Tuesday, June 24, 2014

ENDA Would Still Allow Discrimination Against LGBT Workers

While ENDA - the Employment Non-Discrimination Act - which remains stalled in the U.S. House of Representatives thanks to Congressional Republicans would be an improvement for those of us living in states like Virginia who currently have zero employment protections.  However, as passed by the U.S. Senate ENDA continues to contain a religious exemption that is so broad that one could drive a convoy of eighteen wheelers through it.   Sadly, the exemption is symptomatic of the undeserved and corrosive deference still give to religion.  Imagine if laws barring discrimination on age, national origin or even religious based discrimination contained a similar exemption and one quickly sees the ridiculousness of including such an exemption in a non-discrimination law.  The irony, of course, is that if anything is NOT an immutable characteristic, it is religious belief which ultimately is 100% a choice.  A piece in The Nation looks at how ENDA, if passed by Congress, would still give license to anti-gay discrimination in the work place. 

Most Americans workers have no protection from being fired because they are lesbian, gay, bisexual or transgender (LGBT). This fact comes as a shock to many people. Around three-quarters of the public assumes that LGBT workers already have federal job protection. But they don’t. Legislation to address that problem has been kicking around Congress for forty years—it is now called the Employment Non-Discrimination Act, or ENDA—but Congress has not succeeded in passing it.

In 1974, when the first federal bill to protect LGBT workers was introduced, the landscape for equality was unfriendly—and things got worse before they got better. But they did get better. The military’s ‘don’t ask, don’t tell’ policy, enacted in 1993, was repealed in 2010, and gay people now serve openly in the armed forces. The Defense of Marriage Act was passed in 1996, but it was declared unconstitutional by the Supreme Court in 2013. Now nineteen states and the District of Columbia recognize full marriage equality, with more to come.

This progress has made the lack of employment protection for LGBT people nonsensical. We can hardly imagine that a gay man could serve his country in the military, only to get fired for being gay when he returns to his civilian job. But in most parts of the country, that is exactly what could happen.

In the face of continued congressional inaction, President Obama has announced that he will issue an executive order to prohibit most federal contractors from discriminating against workers on the basis of sexual orientation or gender identity—protections that are already in place for race, gender and other categories. The president’s action is important, but it can only do so much. Congress must still enact ENDA.

But what should ENDA look like? The right answer to that question is simple: LGBT workers should have the same protection that other workers already enjoy under the 1964 Civil Rights Act—no more, no less. But something is getting in the way of that simple answer: the forty years of history that we have been dragging around with us like the wreckage of a derelict ship.

[O]nly one piece of flotsam is left in the statute: a provision called the “religious exemption.” Among federal anti-discrimination laws, it is unique to ENDA. And that is the very reason that it must be stricken. At issue is when religious organizations should get special exemptions from civil rights laws. Should they be allowed to discriminate in some circumstances when other employers cannot?

[Region pointing data]
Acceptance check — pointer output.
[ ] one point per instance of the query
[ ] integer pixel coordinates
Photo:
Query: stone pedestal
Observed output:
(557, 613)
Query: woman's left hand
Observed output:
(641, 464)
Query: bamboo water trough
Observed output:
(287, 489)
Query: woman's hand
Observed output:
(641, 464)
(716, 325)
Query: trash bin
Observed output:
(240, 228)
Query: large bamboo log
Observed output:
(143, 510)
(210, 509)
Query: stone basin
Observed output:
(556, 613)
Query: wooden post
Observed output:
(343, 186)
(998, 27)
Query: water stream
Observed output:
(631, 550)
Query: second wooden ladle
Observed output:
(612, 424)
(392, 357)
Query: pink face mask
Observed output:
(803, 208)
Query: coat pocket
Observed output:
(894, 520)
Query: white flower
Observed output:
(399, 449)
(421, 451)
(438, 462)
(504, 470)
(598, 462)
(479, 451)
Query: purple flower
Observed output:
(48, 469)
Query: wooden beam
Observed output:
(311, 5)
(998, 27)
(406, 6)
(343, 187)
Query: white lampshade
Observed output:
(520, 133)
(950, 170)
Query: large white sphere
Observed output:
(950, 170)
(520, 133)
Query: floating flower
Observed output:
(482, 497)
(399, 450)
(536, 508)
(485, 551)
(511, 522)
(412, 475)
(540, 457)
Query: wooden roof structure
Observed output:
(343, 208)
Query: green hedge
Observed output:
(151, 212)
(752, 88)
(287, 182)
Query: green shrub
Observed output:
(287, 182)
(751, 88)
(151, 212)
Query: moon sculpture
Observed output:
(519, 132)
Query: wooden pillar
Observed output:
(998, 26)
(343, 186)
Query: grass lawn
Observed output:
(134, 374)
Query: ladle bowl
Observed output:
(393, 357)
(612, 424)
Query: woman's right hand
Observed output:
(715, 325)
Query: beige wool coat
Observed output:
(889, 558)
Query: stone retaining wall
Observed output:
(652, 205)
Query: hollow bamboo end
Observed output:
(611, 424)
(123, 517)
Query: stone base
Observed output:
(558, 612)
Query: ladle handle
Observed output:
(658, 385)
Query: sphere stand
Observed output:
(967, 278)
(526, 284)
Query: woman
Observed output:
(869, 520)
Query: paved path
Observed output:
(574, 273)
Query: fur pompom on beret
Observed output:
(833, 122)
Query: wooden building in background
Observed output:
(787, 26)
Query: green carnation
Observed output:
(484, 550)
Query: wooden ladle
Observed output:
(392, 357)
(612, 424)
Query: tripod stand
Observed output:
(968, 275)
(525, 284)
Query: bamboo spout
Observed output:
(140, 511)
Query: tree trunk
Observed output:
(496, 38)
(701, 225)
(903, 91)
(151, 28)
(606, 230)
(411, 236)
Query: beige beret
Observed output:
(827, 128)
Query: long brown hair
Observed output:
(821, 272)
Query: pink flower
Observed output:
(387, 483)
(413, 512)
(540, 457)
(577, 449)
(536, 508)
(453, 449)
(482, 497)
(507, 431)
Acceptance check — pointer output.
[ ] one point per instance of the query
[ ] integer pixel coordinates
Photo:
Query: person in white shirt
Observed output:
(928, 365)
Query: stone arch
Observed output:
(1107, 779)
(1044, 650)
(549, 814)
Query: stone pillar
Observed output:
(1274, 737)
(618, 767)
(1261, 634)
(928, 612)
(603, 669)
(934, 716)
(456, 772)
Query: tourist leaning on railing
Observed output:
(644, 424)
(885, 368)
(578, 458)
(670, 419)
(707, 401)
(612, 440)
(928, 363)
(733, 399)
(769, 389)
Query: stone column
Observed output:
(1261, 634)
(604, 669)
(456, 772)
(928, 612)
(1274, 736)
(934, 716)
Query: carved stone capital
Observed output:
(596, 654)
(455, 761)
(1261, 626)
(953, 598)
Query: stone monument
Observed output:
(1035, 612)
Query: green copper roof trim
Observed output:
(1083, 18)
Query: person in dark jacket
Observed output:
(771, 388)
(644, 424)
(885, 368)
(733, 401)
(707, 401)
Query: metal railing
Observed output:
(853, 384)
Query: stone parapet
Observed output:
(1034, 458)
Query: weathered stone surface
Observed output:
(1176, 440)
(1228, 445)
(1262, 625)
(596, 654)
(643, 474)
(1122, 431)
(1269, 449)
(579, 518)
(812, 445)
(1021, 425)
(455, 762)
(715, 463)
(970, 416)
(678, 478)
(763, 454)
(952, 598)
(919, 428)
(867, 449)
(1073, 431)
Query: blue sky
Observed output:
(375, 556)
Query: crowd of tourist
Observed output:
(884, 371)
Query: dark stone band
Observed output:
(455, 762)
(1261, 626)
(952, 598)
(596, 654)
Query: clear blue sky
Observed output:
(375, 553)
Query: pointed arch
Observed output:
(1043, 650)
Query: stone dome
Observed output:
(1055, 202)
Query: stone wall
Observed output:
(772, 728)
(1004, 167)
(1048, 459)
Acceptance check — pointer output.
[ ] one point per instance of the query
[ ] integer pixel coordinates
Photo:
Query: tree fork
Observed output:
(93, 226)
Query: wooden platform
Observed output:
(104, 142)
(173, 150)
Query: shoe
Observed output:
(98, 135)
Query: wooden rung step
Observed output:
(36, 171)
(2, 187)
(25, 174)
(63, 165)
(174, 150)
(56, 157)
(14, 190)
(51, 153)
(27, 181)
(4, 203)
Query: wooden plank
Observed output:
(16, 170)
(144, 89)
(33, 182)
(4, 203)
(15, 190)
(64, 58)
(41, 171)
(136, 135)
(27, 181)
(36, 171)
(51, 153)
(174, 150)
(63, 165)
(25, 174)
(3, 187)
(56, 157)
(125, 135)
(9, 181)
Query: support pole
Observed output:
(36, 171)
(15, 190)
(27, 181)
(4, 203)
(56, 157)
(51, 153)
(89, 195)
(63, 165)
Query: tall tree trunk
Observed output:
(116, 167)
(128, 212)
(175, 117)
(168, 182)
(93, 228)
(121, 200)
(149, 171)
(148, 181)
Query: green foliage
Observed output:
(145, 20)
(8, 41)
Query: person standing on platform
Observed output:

## Required work
1. Translate this sentence from the ENDA passage into Spanish: "The Defense of Marriage Act was passed in 1996, but it was declared unconstitutional by the Supreme Court in 2013."
2. Answer these questions from the ENDA passage.
(a) In what year was the first federal bill to protect LGBT workers introduced?
(b) About what share of the public assumes LGBT workers already have federal job protection?
(c) How many states recognize full marriage equality?
3. Copy the part of the ENDA passage that begins at the words "But what should" and ends after the words "a derelict ship.".

## Answers below
1. La Ley de Defensa del Matrimonio se aprobó en 1996, pero la Corte Suprema la declaró inconstitucional en 2013.

2.
(a) 1974
(b) Around three-quarters
(c) Nineteen, along with the District of Columbia

3.
But what should ENDA look like? The right answer to that question is simple: LGBT workers should have the same protection that other workers already enjoy under the 1964 Civil Rights Act—no more, no less. But something is getting in the way of that simple answer: the forty years of history that we have been dragging around with us like the wreckage of a derelict ship.